===== The records

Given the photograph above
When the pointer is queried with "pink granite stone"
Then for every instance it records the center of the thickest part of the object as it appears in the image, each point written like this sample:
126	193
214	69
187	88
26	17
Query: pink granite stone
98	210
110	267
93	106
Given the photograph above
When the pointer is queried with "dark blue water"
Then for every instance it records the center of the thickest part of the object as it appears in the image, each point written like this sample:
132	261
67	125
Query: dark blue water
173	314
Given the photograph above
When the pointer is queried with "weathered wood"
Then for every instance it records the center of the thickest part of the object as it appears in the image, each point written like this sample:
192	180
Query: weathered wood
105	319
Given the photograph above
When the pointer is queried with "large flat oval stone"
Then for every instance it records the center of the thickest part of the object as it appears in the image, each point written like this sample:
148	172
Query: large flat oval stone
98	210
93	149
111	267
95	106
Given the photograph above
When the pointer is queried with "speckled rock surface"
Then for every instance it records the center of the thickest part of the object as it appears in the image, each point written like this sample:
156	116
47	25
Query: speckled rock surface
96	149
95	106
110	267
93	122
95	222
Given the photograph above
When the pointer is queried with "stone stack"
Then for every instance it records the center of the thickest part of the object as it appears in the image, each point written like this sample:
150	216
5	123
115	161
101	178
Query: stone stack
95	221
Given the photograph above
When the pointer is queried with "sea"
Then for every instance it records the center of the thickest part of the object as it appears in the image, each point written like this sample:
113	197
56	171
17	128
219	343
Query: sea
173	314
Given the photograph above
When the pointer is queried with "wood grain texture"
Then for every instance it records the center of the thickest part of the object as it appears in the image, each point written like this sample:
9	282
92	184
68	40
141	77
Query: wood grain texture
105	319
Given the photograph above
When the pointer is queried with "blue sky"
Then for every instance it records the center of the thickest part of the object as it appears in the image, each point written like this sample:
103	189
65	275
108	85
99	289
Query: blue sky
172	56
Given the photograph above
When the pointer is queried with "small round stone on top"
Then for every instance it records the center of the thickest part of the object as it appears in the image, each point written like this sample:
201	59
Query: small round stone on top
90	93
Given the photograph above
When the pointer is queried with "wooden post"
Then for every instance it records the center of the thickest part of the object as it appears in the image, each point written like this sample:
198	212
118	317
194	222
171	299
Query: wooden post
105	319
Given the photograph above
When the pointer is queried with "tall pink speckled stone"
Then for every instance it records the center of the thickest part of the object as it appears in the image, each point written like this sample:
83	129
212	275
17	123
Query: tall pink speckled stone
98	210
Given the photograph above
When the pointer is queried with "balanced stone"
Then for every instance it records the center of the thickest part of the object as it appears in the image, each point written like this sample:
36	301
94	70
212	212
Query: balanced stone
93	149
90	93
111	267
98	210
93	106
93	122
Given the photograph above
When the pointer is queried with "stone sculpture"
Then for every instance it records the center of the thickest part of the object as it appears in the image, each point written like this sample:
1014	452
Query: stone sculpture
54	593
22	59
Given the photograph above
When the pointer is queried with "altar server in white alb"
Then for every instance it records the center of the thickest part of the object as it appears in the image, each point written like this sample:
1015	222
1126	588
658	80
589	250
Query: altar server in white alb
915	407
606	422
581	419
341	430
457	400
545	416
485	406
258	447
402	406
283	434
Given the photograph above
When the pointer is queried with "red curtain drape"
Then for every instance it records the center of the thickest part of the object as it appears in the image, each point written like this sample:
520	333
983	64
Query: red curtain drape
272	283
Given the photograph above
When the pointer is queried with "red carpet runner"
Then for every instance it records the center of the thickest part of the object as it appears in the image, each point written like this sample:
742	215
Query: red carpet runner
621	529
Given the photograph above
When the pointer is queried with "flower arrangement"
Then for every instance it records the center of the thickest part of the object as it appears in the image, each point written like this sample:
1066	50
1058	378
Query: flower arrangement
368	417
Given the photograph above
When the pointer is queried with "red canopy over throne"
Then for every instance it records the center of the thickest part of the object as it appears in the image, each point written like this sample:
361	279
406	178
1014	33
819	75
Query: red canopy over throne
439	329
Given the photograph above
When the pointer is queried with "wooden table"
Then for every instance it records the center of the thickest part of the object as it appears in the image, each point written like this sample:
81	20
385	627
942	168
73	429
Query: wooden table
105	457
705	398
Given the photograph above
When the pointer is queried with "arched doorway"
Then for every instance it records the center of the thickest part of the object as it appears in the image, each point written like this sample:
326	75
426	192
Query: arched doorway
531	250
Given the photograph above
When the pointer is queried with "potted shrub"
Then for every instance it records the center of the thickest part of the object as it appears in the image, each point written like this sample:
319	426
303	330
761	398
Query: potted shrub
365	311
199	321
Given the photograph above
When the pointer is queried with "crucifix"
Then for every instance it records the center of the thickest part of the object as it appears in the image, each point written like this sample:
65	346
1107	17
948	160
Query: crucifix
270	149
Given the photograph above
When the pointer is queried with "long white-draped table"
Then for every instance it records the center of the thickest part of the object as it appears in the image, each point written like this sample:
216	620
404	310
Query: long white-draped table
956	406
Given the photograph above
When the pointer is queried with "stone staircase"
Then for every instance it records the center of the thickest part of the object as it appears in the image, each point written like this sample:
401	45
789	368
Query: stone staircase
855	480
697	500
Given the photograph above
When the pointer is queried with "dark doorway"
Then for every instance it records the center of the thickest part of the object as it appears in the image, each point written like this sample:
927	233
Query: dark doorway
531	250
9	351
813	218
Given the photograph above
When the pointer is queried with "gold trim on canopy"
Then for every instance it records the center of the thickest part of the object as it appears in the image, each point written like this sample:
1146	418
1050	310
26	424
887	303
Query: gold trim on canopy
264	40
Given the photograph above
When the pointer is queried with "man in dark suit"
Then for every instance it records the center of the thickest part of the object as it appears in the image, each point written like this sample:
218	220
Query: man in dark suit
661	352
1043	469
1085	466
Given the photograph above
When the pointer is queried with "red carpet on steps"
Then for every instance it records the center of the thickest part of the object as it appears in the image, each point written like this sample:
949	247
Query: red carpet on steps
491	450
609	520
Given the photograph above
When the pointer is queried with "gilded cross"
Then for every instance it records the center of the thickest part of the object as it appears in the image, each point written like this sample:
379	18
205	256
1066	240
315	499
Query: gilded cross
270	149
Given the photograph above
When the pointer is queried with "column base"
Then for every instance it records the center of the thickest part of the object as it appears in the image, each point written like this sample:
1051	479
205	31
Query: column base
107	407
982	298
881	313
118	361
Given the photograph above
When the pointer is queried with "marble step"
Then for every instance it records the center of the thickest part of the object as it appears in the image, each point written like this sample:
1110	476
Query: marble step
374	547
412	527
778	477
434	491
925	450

==========

Exercise objective: How many lines in the records contain the string "doorway", with case counting? Give only the number.

The response: 4